[RAW DATA Boundary: Start]
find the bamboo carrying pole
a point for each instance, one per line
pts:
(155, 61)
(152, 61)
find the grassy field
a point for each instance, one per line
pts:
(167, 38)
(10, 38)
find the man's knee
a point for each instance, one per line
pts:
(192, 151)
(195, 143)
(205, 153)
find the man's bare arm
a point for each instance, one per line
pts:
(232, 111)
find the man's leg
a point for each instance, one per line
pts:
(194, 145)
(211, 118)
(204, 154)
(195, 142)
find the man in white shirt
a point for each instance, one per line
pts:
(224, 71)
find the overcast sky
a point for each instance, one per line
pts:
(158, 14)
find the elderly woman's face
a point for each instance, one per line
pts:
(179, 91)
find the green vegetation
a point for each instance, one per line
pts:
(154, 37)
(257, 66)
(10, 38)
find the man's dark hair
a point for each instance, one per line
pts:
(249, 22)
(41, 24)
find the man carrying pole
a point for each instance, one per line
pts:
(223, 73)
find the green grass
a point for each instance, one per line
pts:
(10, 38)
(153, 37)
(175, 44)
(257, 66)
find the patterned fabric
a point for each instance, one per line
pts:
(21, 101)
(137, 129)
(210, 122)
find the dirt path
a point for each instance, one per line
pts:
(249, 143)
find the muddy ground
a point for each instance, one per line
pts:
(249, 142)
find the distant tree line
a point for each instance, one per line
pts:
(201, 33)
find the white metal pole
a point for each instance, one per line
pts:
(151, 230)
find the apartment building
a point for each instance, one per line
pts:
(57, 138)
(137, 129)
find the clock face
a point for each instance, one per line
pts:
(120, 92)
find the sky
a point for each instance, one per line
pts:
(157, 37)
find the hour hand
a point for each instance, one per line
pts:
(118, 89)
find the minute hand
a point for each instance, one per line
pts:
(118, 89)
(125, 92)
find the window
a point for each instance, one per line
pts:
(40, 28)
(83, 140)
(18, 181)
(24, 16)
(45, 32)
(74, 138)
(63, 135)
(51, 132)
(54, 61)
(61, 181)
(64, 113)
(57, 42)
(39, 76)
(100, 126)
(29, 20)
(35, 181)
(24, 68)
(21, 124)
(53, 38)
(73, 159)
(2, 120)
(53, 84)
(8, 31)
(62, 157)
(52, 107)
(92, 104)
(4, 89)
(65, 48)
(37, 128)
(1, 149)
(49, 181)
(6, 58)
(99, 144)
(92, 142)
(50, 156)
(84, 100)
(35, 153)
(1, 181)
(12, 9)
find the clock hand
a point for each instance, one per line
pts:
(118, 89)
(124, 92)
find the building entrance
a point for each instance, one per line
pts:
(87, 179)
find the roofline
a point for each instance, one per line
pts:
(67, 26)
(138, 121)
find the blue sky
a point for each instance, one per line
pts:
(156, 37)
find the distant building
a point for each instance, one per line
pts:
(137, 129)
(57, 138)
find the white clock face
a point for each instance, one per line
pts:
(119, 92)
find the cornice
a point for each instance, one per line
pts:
[RAW DATA Boundary: End]
### WHAT IS EXPECTED
Transcribe the data above completely and exactly.

### EXERCISE RESULT
find the bamboo carrying pole
a point for each instance, one per line
pts:
(155, 61)
(152, 61)
find the grassy field
a point for each instance, one per line
pts:
(167, 38)
(10, 38)
find the man's knee
a point for each instance, one per line
pts:
(192, 151)
(195, 143)
(205, 153)
find the man's bare arm
a point for each instance, one per line
pts:
(232, 111)
find the man's leg
a point for each instance, one per line
pts:
(194, 145)
(211, 118)
(204, 154)
(195, 142)
find the man in white shirt
a point for each instance, one per line
pts:
(224, 71)
find the overcast sky
a point for each instance, one per line
pts:
(158, 14)
find the elderly woman's face
a point for each instance, one per line
pts:
(179, 91)
find the green vegetation
a point for each instance, one per line
pts:
(154, 37)
(257, 66)
(10, 38)
find the man's dark hair
a point for each instance, one per line
pts:
(249, 22)
(41, 24)
find the man carrying pole
a point for each instance, one per line
pts:
(223, 73)
find the green grass
a point for each instance, one per line
pts:
(10, 38)
(153, 37)
(175, 44)
(257, 66)
find the patterned fabric
a point for each instance, one per line
pts:
(21, 101)
(137, 129)
(210, 122)
find the dirt path
a point for each instance, one per line
pts:
(249, 143)
find the muddy ground
a point for each instance, one per line
pts:
(249, 142)
find the distant tree line
a point for each instance, one per line
pts:
(201, 33)
find the white metal pole
a point for each instance, one per line
pts:
(151, 230)
find the apartment building
a point for each instance, one per line
pts:
(57, 138)
(137, 129)
find the clock face
a point for each instance, one per line
pts:
(120, 92)
find the sky
a point for each instance, one per line
pts:
(157, 37)
find the hour hand
a point for each instance, one per line
pts:
(118, 89)
find the minute hand
a point for each instance, one per line
pts:
(118, 89)
(125, 92)
find the window
a point for each instance, one per line
pts:
(40, 28)
(83, 140)
(18, 181)
(24, 16)
(45, 32)
(74, 138)
(63, 135)
(51, 132)
(54, 61)
(61, 181)
(64, 113)
(57, 42)
(39, 76)
(100, 126)
(29, 20)
(35, 181)
(24, 68)
(21, 124)
(53, 38)
(73, 159)
(2, 120)
(53, 84)
(8, 31)
(62, 157)
(52, 107)
(92, 104)
(4, 89)
(65, 48)
(37, 128)
(1, 149)
(49, 181)
(6, 58)
(99, 144)
(92, 142)
(50, 156)
(84, 100)
(35, 153)
(1, 181)
(12, 9)
find the clock hand
a point for each instance, one per line
pts:
(118, 89)
(124, 92)
find the building entrance
a point for each instance, one per line
pts:
(87, 179)
find the roofline
a point for each instance, one per line
pts:
(67, 26)
(138, 121)
find the blue sky
a point for each instance, one per line
pts:
(156, 37)
find the distant building
a point for each instance, one per line
pts:
(137, 129)
(57, 138)
find the white clock face
a point for each instance, one per line
pts:
(119, 92)
find the cornice
a point for each instance, one per line
pts:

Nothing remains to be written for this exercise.